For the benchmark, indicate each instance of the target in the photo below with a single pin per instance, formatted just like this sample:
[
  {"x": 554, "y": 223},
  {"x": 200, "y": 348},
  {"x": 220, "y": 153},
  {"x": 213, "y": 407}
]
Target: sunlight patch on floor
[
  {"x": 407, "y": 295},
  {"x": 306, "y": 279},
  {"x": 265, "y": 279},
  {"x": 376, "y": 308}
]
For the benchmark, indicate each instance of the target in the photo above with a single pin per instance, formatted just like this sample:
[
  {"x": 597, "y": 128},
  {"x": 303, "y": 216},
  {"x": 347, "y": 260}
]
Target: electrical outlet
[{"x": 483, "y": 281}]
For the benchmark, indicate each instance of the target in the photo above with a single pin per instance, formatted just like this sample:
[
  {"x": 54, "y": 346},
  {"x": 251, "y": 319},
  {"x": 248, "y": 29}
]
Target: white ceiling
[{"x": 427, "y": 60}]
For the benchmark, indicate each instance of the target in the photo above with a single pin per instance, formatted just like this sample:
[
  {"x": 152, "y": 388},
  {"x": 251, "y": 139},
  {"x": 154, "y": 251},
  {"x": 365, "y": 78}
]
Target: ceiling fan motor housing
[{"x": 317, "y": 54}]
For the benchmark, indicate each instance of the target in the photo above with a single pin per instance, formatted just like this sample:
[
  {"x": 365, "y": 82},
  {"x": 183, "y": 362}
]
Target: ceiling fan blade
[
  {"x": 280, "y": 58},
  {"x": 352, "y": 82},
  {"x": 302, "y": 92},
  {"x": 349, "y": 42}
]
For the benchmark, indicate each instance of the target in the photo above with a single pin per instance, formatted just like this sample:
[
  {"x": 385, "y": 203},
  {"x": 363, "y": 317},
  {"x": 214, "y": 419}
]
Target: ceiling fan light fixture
____
**Given request:**
Word for word, write out the data.

**Full solution:**
For the benchmark, indicate each instance of the target in the photo below with a single pin per instance, formatted just like this sample:
[
  {"x": 554, "y": 223},
  {"x": 200, "y": 348},
  {"x": 220, "y": 153},
  {"x": 213, "y": 407}
]
Target: sunlight patch on floor
[
  {"x": 407, "y": 295},
  {"x": 306, "y": 279},
  {"x": 265, "y": 279},
  {"x": 376, "y": 308}
]
For the benchmark, indicate each instance of the target in the photo above with a single pin per instance, formatted just like this sample:
[
  {"x": 597, "y": 128},
  {"x": 303, "y": 216},
  {"x": 347, "y": 260}
]
Target: electrical outlet
[{"x": 483, "y": 281}]
For the benchmark, indicate each instance of the target in the photo above with a single pin per instance, formatted just like this sample:
[
  {"x": 54, "y": 346},
  {"x": 251, "y": 319},
  {"x": 248, "y": 29}
]
Target: white ceiling
[{"x": 427, "y": 60}]
For the benchmark, indicate each instance of the target in the photo above with a single pin per instance, formatted just like this sample:
[
  {"x": 152, "y": 388},
  {"x": 251, "y": 139},
  {"x": 154, "y": 251},
  {"x": 365, "y": 78}
]
Target: ceiling fan motor housing
[{"x": 317, "y": 54}]
For the benchmark, indicate each instance of the target in the photo above with a single pin per instance, formatted just like this sample:
[
  {"x": 365, "y": 82},
  {"x": 183, "y": 362}
]
Target: ceiling fan blade
[
  {"x": 280, "y": 58},
  {"x": 352, "y": 82},
  {"x": 302, "y": 92},
  {"x": 349, "y": 42}
]
For the benchmark, indicate each instance of the target in the photo above with a single pin per instance, formatted just like this sample:
[
  {"x": 385, "y": 203},
  {"x": 363, "y": 317},
  {"x": 214, "y": 419}
]
Target: ceiling fan light fixture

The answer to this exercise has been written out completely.